- [STATED TASK]: Duplicate the lines below word for word, beginning with the line containing "Mark one point on each instance of the blonde" and continuing through the line containing "pixel 252 262". Copy only those lines.

Named-object pointing items
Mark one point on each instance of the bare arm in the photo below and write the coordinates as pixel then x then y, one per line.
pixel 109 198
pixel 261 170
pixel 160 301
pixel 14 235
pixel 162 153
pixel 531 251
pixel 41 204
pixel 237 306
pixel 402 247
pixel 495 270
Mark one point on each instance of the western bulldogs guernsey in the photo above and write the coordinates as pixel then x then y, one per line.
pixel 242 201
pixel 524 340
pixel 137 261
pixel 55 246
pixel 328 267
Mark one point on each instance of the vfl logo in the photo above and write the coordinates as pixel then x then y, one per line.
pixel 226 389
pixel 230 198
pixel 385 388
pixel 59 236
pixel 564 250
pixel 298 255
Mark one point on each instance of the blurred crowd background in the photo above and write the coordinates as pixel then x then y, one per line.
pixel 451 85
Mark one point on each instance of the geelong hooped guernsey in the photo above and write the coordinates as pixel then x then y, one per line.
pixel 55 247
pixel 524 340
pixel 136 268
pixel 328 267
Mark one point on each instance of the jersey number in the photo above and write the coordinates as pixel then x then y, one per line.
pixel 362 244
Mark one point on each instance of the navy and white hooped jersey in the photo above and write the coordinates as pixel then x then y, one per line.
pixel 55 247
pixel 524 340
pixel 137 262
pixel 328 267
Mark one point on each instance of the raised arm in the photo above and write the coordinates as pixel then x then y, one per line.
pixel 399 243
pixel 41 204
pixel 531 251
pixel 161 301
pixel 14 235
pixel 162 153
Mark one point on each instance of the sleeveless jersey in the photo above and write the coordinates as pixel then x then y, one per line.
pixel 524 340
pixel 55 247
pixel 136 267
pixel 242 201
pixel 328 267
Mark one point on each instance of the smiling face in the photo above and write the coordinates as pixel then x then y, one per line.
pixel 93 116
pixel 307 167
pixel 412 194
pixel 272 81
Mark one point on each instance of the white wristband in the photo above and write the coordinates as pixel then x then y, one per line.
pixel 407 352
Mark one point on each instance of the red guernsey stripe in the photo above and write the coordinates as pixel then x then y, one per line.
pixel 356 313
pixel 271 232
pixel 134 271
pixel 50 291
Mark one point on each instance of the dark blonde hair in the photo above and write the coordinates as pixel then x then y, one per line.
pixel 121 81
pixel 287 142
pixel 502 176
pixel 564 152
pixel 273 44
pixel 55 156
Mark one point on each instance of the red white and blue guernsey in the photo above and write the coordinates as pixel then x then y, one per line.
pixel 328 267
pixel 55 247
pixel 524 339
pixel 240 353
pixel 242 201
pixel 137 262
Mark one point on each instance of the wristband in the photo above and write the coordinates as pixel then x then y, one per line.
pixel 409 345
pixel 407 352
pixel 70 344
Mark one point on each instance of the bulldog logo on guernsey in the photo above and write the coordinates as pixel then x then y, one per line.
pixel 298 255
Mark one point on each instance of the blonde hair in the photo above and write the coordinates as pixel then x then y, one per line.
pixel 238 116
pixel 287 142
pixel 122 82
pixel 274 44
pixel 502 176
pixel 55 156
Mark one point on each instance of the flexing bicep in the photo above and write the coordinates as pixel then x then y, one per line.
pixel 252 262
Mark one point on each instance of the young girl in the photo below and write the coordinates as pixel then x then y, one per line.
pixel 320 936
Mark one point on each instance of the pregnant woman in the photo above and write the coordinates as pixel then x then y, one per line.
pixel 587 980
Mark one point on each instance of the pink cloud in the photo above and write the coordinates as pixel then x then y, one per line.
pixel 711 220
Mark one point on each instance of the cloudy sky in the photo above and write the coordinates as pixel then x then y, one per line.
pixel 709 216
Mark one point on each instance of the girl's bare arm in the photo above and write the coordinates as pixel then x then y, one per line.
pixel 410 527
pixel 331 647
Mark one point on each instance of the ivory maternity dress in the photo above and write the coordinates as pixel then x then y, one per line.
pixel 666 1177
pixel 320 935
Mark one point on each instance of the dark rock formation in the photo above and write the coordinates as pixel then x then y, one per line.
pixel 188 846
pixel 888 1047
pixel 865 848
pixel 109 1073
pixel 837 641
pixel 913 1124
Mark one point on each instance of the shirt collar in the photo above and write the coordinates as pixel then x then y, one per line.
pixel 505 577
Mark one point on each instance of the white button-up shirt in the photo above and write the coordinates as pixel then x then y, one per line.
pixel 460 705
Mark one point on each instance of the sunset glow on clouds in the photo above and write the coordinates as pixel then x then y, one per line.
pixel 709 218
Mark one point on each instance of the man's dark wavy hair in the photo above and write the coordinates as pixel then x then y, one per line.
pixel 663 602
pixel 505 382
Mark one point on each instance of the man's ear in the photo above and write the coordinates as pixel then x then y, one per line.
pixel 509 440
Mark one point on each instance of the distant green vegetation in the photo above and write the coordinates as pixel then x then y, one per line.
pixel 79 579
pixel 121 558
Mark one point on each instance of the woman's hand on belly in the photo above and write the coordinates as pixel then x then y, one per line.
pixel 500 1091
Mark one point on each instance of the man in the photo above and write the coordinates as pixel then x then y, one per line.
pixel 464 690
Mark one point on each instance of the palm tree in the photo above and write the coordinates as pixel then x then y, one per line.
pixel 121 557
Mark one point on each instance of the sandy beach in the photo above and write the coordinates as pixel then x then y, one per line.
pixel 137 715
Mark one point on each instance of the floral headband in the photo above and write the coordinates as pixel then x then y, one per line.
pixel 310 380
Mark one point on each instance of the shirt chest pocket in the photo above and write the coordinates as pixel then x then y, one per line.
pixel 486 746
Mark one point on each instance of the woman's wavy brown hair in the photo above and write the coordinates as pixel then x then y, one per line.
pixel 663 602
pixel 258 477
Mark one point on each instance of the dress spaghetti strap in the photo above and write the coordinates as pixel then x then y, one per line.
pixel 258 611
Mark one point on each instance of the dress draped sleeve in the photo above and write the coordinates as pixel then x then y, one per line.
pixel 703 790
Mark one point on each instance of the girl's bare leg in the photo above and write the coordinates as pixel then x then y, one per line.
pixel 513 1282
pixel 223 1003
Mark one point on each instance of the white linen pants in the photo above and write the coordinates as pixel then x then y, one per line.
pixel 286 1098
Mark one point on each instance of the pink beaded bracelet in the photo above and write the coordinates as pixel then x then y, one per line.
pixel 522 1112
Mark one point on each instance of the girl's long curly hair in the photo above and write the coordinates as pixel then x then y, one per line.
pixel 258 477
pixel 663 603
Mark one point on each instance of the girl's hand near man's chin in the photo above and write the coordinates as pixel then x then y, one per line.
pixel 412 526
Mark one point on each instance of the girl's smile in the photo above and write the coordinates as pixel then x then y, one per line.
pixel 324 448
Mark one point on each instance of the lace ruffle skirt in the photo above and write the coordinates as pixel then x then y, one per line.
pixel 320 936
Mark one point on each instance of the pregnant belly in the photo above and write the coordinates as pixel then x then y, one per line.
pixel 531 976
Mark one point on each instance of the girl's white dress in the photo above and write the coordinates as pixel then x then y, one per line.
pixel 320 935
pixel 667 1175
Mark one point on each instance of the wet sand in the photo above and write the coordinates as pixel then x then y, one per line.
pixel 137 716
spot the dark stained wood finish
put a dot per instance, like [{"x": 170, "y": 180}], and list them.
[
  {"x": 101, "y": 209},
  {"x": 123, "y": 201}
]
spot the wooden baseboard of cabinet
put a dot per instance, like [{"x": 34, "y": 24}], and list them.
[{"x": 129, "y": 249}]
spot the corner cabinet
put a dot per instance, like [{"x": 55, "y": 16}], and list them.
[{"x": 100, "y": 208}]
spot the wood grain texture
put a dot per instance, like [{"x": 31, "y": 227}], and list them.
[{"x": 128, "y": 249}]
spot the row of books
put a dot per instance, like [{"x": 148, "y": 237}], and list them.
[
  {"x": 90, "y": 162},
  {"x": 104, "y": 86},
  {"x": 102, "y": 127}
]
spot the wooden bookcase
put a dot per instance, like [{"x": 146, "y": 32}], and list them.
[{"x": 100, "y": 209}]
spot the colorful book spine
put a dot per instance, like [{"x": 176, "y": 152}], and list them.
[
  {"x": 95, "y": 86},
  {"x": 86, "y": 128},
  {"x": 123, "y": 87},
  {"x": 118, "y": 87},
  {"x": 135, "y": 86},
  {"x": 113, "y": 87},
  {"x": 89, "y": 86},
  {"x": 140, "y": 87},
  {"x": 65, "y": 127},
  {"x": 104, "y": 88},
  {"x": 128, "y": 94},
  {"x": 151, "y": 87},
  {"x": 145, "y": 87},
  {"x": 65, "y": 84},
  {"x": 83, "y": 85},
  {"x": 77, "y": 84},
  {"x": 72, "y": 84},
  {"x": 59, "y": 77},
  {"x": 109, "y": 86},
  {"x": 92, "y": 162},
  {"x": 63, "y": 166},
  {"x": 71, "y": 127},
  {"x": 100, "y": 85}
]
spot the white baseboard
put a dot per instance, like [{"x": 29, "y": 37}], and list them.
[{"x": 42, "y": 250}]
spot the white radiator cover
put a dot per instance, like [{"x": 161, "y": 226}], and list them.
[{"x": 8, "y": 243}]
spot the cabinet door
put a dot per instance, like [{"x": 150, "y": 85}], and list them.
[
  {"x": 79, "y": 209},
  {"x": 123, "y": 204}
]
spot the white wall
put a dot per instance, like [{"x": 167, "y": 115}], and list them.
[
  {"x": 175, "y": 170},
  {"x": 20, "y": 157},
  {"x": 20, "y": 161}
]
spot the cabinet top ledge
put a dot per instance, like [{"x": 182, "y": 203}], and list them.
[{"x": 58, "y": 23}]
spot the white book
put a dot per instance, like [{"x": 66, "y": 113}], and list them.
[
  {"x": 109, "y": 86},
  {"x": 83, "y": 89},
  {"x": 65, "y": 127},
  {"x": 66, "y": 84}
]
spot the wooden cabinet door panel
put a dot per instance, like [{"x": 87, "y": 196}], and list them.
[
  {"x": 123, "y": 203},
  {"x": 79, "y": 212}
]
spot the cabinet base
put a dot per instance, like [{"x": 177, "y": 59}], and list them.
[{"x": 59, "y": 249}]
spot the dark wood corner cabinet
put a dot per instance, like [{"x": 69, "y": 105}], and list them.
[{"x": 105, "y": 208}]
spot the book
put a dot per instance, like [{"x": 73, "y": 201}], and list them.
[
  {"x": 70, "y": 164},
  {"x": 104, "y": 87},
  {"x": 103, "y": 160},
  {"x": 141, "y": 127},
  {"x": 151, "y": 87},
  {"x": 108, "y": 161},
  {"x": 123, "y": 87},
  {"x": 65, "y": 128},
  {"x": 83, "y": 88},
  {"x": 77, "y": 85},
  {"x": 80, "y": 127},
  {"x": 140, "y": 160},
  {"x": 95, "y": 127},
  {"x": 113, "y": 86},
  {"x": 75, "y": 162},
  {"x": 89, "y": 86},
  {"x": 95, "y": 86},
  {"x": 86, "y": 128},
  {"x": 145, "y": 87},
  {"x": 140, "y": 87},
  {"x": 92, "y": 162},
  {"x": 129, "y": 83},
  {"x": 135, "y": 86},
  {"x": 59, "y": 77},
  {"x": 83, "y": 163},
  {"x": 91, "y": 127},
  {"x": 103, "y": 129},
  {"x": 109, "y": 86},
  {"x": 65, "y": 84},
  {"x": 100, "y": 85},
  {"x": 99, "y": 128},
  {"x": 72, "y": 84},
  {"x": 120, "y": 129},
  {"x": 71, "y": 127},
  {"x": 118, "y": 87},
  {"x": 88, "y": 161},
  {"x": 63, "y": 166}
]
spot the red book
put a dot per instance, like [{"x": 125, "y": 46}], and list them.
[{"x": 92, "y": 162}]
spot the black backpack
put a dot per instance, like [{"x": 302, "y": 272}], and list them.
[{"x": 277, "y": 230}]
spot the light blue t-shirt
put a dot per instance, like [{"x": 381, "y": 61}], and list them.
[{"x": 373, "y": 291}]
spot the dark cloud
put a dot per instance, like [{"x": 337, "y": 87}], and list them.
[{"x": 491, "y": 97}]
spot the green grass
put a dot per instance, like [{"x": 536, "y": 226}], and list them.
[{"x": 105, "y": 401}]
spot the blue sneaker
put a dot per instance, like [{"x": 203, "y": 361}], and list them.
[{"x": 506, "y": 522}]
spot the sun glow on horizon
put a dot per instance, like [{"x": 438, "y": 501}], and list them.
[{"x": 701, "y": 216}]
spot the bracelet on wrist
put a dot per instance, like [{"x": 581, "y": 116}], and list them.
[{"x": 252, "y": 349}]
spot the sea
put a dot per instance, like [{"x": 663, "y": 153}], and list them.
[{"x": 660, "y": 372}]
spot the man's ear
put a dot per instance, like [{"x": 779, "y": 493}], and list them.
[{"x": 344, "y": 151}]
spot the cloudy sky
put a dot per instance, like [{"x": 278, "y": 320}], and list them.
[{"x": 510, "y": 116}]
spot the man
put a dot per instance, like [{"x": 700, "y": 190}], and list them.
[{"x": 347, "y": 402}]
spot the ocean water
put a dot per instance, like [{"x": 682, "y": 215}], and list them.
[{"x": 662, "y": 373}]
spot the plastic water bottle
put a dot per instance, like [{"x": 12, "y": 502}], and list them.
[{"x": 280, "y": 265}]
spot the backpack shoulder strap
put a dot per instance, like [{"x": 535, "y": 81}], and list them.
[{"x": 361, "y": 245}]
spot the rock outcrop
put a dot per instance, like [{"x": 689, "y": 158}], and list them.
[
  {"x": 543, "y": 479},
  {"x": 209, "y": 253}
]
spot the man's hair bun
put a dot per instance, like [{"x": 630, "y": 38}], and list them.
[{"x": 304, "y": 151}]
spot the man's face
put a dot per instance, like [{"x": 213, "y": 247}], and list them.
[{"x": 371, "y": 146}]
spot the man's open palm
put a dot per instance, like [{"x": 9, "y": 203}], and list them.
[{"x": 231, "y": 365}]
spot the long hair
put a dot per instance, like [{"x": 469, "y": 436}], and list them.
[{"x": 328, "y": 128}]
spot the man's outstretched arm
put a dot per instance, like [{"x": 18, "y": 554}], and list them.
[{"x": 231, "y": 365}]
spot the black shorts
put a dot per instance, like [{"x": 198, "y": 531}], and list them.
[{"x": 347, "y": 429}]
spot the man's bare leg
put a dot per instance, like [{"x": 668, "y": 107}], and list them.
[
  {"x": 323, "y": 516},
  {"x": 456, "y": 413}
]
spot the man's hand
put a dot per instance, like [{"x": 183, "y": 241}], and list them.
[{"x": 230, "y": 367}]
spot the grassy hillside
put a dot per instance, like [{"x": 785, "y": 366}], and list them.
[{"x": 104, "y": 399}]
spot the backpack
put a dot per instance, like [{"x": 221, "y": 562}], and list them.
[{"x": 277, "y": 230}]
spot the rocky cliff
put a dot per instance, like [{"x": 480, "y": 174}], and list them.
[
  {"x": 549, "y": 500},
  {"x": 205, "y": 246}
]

- [SOLUTION TO THIS TASK]:
Mark one point on each instance of the blonde hair in the photo above and write the coordinates as pixel then x then y, one per line.
pixel 238 116
pixel 287 142
pixel 122 82
pixel 274 44
pixel 502 176
pixel 55 156
Mark one point on each instance of the flexing bicep in the photo above and write the coordinates as pixel then x then y, one per line.
pixel 252 262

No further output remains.